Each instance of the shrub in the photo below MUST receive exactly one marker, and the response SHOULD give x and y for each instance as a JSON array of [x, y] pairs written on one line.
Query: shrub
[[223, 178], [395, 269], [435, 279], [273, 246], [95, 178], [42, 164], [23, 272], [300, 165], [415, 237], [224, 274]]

---

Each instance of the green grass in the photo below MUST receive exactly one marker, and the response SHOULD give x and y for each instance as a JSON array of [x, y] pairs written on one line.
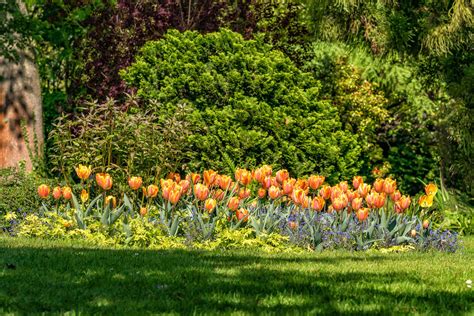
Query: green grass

What the task requires: Whenever the word "SHOULD" appears in a line of the listing, copy out that line.

Answer to the problem:
Each instance of the shrub in the photo below MUST receive exactly one marker, and the response SHOULD give x and y for each instance as a JSON array of [x, y] pairs written on one line.
Each instance of the green grass in the photo below MUST receive exactly one marker, and the response SHOULD give x and y for each instance as a JSON array of [x, y] pairs written on one line.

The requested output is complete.